## Aim of the exercise
Copy the entries below word for word, starting with the line that contains "Could you spot the wide-brim" and going on through the final line of the entries.

## Material provided
## Start

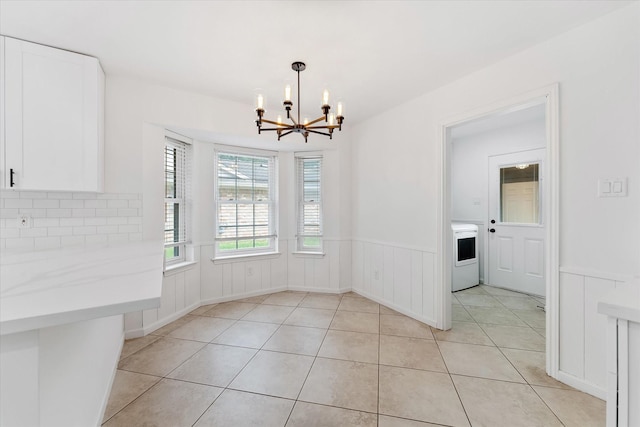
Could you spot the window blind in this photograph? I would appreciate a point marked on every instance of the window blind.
(176, 228)
(309, 180)
(245, 194)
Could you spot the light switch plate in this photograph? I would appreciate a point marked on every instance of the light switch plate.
(612, 187)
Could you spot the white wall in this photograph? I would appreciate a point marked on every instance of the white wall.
(470, 172)
(396, 169)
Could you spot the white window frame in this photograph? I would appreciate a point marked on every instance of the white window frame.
(300, 158)
(272, 235)
(181, 197)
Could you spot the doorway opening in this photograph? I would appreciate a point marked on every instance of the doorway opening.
(518, 210)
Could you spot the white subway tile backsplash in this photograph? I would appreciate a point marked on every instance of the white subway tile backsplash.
(127, 212)
(46, 203)
(68, 219)
(72, 203)
(106, 212)
(18, 203)
(58, 213)
(33, 232)
(95, 204)
(117, 203)
(32, 195)
(95, 221)
(83, 212)
(47, 242)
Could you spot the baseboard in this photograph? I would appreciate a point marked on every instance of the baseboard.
(105, 398)
(319, 290)
(582, 385)
(430, 322)
(173, 316)
(242, 296)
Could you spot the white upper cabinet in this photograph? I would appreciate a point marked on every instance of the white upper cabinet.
(52, 123)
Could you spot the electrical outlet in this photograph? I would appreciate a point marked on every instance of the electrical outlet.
(24, 221)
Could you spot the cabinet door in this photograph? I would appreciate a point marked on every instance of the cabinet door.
(52, 121)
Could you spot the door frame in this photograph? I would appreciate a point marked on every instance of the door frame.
(549, 96)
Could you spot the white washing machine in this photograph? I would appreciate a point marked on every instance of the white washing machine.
(466, 267)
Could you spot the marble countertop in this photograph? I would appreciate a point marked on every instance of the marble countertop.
(47, 288)
(623, 303)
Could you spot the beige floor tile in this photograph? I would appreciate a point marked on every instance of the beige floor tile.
(420, 395)
(285, 298)
(515, 337)
(296, 339)
(464, 332)
(330, 302)
(131, 346)
(387, 310)
(362, 305)
(492, 290)
(311, 317)
(202, 309)
(475, 290)
(478, 300)
(247, 334)
(534, 318)
(478, 361)
(531, 365)
(413, 353)
(167, 329)
(494, 316)
(491, 403)
(161, 357)
(214, 365)
(519, 303)
(574, 408)
(158, 406)
(275, 374)
(202, 329)
(404, 326)
(230, 310)
(356, 322)
(460, 314)
(127, 386)
(312, 415)
(258, 299)
(238, 409)
(345, 345)
(269, 313)
(387, 421)
(350, 385)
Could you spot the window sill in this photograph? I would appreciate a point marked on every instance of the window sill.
(235, 258)
(308, 254)
(172, 269)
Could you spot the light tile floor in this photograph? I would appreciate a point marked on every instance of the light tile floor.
(305, 359)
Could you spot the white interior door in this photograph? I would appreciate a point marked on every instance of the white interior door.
(516, 226)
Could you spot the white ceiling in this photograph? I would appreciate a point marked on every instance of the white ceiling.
(371, 54)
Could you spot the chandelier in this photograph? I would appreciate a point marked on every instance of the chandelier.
(323, 125)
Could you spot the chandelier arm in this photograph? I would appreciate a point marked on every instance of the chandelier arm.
(323, 127)
(319, 119)
(319, 133)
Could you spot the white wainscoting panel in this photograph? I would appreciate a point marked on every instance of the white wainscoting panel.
(400, 278)
(583, 329)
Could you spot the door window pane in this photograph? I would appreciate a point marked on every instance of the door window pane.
(519, 194)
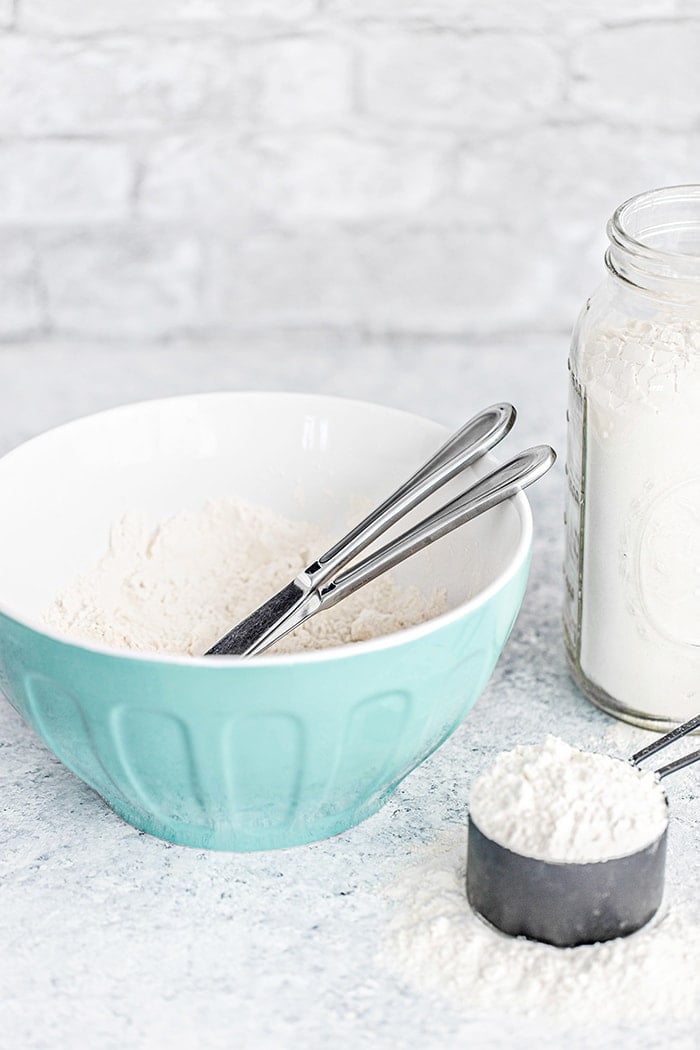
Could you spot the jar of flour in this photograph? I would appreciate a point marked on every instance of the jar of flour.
(632, 613)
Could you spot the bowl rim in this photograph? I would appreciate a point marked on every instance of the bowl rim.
(403, 636)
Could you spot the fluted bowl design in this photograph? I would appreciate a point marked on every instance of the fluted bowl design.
(227, 753)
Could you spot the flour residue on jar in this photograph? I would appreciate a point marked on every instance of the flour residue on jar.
(640, 585)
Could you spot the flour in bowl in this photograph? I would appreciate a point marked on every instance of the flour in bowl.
(178, 586)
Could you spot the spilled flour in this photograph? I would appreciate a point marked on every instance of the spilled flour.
(178, 586)
(435, 943)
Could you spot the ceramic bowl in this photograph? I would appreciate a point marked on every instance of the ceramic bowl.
(229, 753)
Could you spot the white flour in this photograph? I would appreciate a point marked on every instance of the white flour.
(436, 944)
(640, 626)
(558, 803)
(178, 586)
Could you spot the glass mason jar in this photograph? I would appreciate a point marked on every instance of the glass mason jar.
(632, 610)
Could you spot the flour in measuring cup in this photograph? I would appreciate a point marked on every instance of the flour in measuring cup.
(640, 587)
(560, 804)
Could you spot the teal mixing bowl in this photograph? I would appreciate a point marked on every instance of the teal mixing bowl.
(227, 753)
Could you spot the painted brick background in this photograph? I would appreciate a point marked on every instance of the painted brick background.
(251, 171)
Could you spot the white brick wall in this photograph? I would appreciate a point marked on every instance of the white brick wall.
(417, 169)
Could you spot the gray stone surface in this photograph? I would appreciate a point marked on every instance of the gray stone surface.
(110, 939)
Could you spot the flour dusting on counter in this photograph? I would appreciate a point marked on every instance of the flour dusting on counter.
(437, 944)
(178, 586)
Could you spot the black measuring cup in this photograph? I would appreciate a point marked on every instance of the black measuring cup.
(568, 904)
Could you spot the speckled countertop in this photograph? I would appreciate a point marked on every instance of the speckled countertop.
(112, 940)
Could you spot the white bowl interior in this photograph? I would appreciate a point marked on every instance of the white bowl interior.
(318, 459)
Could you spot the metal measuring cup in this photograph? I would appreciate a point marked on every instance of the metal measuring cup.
(568, 904)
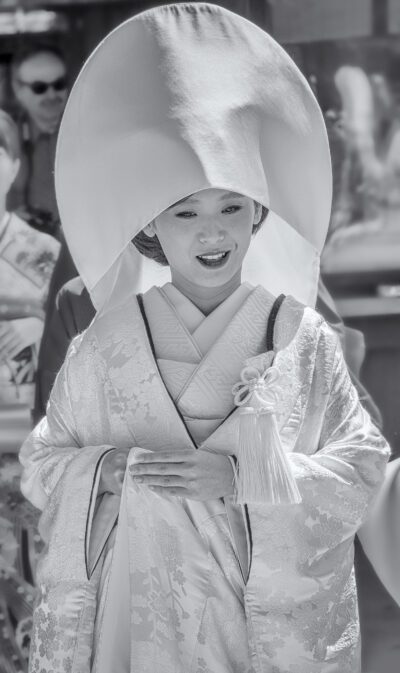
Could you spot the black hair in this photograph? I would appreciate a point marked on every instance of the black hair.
(9, 135)
(30, 50)
(150, 246)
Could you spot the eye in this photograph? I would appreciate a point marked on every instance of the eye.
(232, 209)
(186, 214)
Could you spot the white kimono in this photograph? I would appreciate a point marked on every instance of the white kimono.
(180, 586)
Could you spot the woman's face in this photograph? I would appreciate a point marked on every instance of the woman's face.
(206, 236)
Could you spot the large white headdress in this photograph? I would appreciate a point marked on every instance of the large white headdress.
(178, 99)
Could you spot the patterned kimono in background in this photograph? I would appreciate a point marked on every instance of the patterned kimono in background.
(27, 260)
(181, 586)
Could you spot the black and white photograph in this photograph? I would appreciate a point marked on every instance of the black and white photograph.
(200, 336)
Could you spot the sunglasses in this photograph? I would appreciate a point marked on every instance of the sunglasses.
(39, 88)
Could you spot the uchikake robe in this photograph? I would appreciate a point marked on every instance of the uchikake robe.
(178, 585)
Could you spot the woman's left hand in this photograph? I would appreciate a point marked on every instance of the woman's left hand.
(190, 473)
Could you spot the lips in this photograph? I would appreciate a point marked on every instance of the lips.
(214, 259)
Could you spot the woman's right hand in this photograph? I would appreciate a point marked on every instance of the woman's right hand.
(113, 472)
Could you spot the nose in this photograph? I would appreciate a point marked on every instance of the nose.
(212, 234)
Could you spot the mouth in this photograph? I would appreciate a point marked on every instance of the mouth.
(214, 259)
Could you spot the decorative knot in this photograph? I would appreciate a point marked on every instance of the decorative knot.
(255, 388)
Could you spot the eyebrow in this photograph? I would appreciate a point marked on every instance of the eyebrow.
(191, 197)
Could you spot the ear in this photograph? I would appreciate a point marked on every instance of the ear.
(16, 167)
(149, 229)
(257, 213)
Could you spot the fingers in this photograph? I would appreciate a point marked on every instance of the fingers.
(170, 481)
(174, 491)
(141, 469)
(167, 456)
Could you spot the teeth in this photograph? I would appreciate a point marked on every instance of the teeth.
(217, 256)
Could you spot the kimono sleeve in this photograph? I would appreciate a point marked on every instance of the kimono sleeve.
(54, 442)
(344, 475)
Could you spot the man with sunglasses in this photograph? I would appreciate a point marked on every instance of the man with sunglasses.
(40, 85)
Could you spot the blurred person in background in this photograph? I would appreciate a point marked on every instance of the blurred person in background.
(40, 85)
(27, 259)
(365, 140)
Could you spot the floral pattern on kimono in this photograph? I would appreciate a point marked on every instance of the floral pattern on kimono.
(294, 610)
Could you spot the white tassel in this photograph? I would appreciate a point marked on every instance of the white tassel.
(264, 473)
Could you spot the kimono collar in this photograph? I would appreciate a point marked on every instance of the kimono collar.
(179, 99)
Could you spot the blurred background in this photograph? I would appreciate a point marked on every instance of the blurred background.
(349, 50)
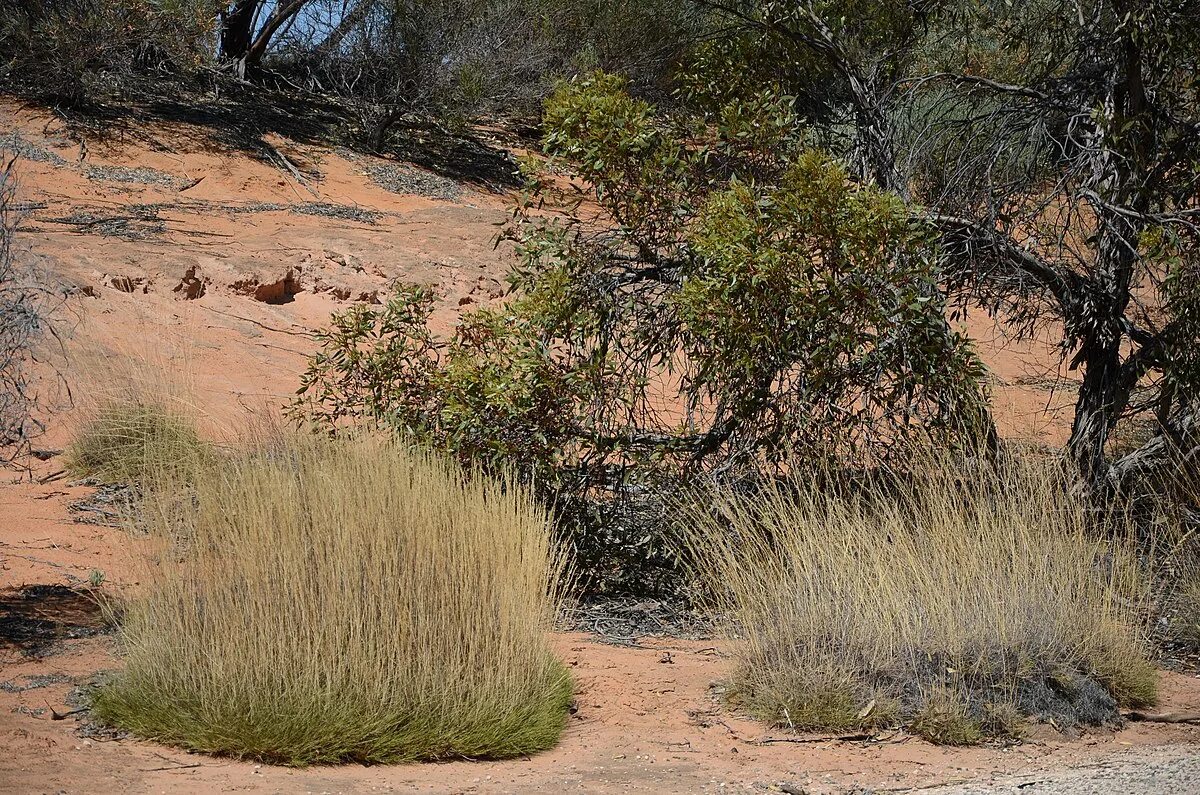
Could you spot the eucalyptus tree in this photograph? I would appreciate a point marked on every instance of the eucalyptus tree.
(1055, 144)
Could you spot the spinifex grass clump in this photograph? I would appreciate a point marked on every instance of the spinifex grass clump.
(339, 601)
(136, 440)
(958, 603)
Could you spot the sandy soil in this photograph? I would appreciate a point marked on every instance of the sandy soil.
(138, 226)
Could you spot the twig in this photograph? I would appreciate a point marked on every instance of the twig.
(150, 770)
(845, 737)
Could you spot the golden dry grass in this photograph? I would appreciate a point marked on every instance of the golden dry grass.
(953, 603)
(343, 601)
(136, 441)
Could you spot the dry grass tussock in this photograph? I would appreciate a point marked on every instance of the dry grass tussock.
(343, 601)
(137, 442)
(958, 603)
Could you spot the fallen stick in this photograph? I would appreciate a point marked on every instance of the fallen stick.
(1163, 717)
(844, 737)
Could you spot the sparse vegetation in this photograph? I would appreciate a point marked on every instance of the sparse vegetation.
(955, 603)
(343, 601)
(27, 310)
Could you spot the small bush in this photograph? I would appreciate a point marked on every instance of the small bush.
(966, 597)
(136, 441)
(345, 601)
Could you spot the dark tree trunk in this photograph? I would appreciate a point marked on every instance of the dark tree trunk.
(285, 10)
(238, 30)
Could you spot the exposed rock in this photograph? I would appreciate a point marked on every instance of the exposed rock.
(280, 291)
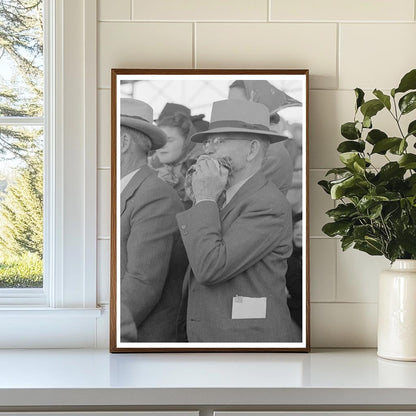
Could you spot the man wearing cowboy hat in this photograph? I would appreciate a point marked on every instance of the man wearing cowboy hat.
(152, 259)
(235, 283)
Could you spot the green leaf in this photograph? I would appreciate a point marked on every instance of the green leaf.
(375, 135)
(407, 239)
(408, 161)
(333, 229)
(408, 102)
(359, 95)
(349, 131)
(399, 148)
(391, 170)
(338, 171)
(342, 211)
(369, 201)
(346, 242)
(385, 99)
(361, 231)
(371, 108)
(350, 146)
(368, 248)
(375, 212)
(325, 186)
(338, 189)
(367, 122)
(411, 130)
(348, 158)
(383, 145)
(408, 82)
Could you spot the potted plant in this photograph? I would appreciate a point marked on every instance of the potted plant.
(376, 207)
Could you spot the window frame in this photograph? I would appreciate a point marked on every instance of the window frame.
(70, 208)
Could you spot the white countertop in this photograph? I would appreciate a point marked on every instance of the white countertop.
(96, 377)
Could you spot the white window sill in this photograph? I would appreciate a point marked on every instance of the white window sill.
(40, 327)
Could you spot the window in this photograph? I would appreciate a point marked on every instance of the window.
(63, 312)
(22, 128)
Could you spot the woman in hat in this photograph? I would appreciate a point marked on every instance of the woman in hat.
(179, 153)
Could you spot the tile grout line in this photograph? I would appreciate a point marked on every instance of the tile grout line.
(338, 66)
(269, 11)
(336, 271)
(194, 63)
(306, 22)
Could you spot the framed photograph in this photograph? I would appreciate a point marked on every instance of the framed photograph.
(209, 211)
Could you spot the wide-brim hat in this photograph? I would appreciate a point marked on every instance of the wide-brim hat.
(239, 116)
(171, 108)
(138, 115)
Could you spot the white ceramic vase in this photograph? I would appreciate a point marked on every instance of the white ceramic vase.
(397, 312)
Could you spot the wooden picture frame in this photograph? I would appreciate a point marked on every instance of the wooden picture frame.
(201, 278)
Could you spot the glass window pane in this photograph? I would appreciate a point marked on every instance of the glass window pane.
(21, 207)
(21, 58)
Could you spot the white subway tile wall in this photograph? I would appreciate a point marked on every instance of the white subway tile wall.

## End

## Exercise solution
Could you spot the wide-brim hat in this photograph? I would appreciate a point marked on every instance of the wide-brim hat.
(239, 116)
(171, 108)
(138, 115)
Could you spot the white ceramic vase in this photograph? I would appreciate a point marked on every instance of the white ceramic vase.
(397, 312)
Could you spot the wooden picture frame in this photograph? I would appreciate a point marked on every instance of the wooden picture frame.
(201, 278)
Could you spot the glass window pane in this photograph? I would appreciate a point marked on every instance of the glass window pane.
(21, 207)
(21, 58)
Could you spot the white subway tile wall in this photograph? I would appreciate a point marked on every instance of the white subway tile wall.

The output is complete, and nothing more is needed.